* _Goal of the exercise_: Each line of the entries below that includes "locate" belongs in your answer.
━━━━━ Records supplied ━━━━━
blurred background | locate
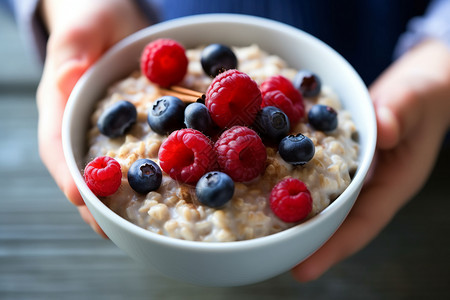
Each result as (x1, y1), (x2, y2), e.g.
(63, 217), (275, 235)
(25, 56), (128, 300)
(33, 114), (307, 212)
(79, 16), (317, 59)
(1, 6), (449, 300)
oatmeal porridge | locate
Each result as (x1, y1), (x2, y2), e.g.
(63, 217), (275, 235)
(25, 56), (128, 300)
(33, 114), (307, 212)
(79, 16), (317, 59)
(84, 42), (359, 242)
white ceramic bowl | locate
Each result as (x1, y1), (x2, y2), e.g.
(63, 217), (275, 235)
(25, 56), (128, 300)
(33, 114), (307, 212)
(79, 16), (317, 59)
(63, 14), (376, 286)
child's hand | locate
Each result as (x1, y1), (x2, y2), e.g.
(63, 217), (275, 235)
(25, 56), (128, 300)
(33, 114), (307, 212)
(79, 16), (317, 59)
(292, 39), (450, 282)
(36, 0), (149, 236)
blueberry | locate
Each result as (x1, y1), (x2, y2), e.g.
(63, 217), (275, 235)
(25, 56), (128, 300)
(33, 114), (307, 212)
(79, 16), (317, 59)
(147, 96), (186, 135)
(127, 159), (162, 194)
(279, 134), (315, 165)
(201, 44), (238, 77)
(253, 106), (290, 144)
(293, 70), (322, 97)
(97, 100), (137, 138)
(196, 171), (235, 208)
(308, 104), (338, 132)
(184, 102), (213, 134)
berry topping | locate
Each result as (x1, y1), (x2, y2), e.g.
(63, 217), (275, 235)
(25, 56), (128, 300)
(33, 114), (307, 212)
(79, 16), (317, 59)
(308, 104), (338, 132)
(279, 133), (315, 165)
(205, 69), (262, 128)
(196, 171), (235, 208)
(184, 102), (214, 134)
(97, 100), (137, 138)
(293, 70), (322, 97)
(147, 96), (186, 135)
(260, 75), (305, 125)
(127, 159), (162, 194)
(84, 156), (122, 197)
(201, 43), (238, 77)
(253, 106), (290, 144)
(214, 126), (267, 182)
(140, 38), (188, 87)
(158, 129), (217, 184)
(270, 177), (312, 223)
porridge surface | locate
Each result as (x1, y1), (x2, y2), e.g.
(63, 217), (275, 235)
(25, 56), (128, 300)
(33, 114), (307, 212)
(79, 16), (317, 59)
(86, 44), (359, 242)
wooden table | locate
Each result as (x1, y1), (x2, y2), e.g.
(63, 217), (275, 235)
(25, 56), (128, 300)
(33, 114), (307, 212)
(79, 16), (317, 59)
(1, 8), (449, 300)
━━━━━
* _Result_:
blurred background | locate
oatmeal porridge | locate
white ceramic bowl | locate
child's hand | locate
blueberry | locate
berry topping | locate
porridge surface | locate
wooden table | locate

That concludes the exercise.